REQUIRED WORK: Gather every line of the records that contains the string "elephant", and copy each such line in full.

ENTRIES SUPPLIED:
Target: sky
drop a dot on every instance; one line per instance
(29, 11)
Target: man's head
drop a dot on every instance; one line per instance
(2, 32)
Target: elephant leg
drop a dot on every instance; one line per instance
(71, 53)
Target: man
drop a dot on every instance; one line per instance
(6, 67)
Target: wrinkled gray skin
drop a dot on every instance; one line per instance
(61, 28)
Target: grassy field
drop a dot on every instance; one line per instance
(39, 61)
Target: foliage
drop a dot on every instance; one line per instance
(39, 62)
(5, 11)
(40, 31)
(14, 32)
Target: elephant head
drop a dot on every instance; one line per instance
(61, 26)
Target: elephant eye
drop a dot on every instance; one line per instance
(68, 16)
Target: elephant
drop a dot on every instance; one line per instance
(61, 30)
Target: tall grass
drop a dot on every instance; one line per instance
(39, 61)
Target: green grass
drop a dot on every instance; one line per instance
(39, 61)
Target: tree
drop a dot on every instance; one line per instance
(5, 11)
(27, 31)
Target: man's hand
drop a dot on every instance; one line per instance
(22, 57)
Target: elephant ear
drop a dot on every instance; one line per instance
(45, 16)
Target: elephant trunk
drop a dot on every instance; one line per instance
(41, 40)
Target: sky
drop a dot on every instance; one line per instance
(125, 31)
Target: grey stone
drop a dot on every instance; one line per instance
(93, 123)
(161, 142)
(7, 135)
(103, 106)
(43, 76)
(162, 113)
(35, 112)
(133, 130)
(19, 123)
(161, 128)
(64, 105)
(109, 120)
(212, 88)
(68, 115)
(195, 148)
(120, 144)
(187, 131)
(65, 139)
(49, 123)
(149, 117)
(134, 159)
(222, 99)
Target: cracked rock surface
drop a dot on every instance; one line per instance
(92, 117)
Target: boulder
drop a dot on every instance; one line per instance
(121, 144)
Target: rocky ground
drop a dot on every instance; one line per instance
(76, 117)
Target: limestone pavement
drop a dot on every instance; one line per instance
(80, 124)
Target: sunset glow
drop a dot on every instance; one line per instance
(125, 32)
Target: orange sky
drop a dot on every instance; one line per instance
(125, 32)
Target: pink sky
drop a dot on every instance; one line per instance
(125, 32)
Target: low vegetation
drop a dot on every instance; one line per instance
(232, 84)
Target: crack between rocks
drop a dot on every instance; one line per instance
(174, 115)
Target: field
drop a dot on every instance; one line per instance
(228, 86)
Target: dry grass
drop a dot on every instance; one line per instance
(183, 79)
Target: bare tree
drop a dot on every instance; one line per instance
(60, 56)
* * *
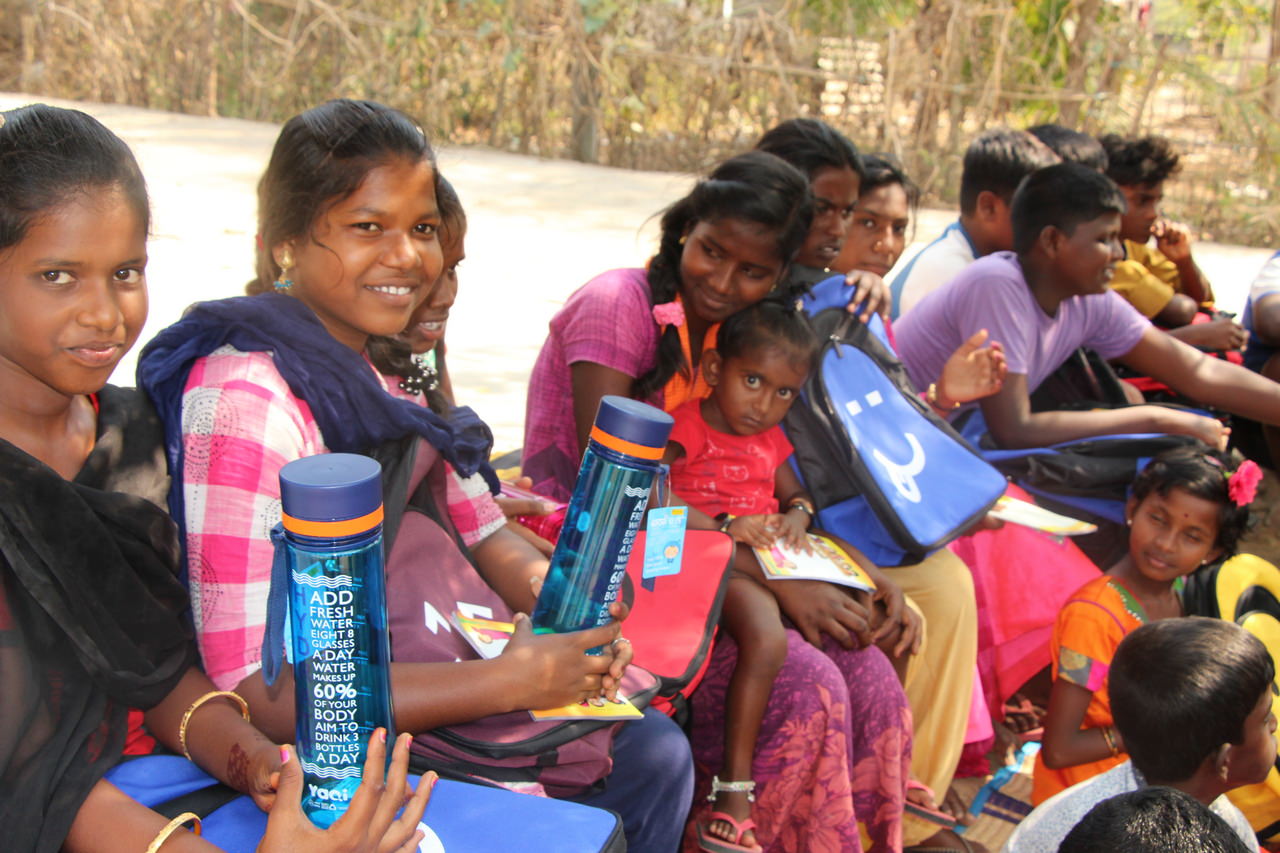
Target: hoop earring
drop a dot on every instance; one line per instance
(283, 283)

THE OUTPUT:
Target: elephant leg
Target: elephant head
Target: elephant eye
Target: elephant
Target: elephant ear
Target: elephant trunk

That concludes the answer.